COSA FARE:
Ripeti parola per parola il brano del testo sulla parità di genere nella legge elettorale, da "Sostegno all’iniziativa legislativa" a "rappresentanza di genere.".

TESTO ESTRATTO:
=======

Sostegno all’iniziativa legislativa unificata (Maestri-Bezzi) per la modificazione della legge elettorale provinciale in materia di parità di genere e per la promozione di condizioni di parità tra uomo e donna per l’accesso alle consultazioni elettorali.Trento, 8 luglio 2016
Nonostante siano ormai trascorsi oltre settant’anni dal riconoscimento in Italia del voto alle donne, l’impressione è che la politica rimanga ancora per certi versi “un club per maschi”. Questo vale a livello statale, ma anche in molti altri ambiti elettivi nei quali appare ormai evidente quanto soltanto norme positive possano incidere efficacemente a favore di un radicale riequilibrio della rappresentanza di genere.

=======

Voci di una raccolta:
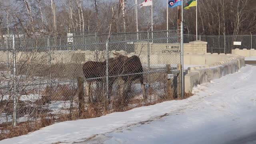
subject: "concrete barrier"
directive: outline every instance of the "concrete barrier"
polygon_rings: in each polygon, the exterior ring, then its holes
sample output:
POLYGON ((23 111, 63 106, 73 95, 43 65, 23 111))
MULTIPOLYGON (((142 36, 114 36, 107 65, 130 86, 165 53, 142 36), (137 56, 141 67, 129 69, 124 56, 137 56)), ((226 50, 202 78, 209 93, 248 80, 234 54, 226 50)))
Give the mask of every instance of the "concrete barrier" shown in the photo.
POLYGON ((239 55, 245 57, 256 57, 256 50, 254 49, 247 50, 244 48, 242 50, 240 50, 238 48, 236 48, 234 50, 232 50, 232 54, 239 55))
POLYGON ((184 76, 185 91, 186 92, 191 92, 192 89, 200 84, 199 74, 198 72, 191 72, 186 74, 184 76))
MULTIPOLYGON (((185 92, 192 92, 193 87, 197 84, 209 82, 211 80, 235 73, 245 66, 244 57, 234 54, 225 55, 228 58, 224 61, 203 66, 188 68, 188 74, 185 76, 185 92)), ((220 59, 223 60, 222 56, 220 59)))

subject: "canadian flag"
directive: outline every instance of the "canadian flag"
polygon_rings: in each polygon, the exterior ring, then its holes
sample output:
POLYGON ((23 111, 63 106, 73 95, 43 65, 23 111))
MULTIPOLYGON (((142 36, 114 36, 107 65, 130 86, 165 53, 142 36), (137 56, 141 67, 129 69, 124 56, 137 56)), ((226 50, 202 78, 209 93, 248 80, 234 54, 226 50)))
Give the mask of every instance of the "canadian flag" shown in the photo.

=======

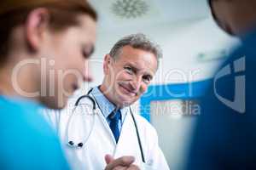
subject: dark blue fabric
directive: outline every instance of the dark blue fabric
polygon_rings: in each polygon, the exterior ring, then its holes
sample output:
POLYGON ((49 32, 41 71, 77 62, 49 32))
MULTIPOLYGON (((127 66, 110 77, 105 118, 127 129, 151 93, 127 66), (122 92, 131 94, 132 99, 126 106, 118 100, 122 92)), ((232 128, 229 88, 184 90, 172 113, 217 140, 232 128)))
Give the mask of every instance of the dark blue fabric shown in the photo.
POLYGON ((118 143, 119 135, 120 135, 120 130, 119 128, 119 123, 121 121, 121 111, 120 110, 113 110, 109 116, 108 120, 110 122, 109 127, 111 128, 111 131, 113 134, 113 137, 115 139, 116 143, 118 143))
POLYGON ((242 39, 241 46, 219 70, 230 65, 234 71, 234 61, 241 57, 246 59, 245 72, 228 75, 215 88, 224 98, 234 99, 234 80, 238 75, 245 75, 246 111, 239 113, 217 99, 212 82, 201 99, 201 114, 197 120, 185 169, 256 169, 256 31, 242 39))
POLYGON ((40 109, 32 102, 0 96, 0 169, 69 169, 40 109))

=======

ESERCIZIO SVOLTO:
Sostegno all’iniziativa legislativa unificata (Maestri-Bezzi) per la modificazione della legge elettorale provinciale in materia di parità di genere e per la promozione di condizioni di parità tra uomo e donna per l’accesso alle consultazioni elettorali.Trento, 8 luglio 2016
Nonostante siano ormai trascorsi oltre settant’anni dal riconoscimento in Italia del voto alle donne, l’impressione è che la politica rimanga ancora per certi versi “un club per maschi”. Questo vale a livello statale, ma anche in molti altri ambiti elettivi nei quali appare ormai evidente quanto soltanto norme positive possano incidere efficacemente a favore di un radicale riequilibrio della rappresentanza di genere.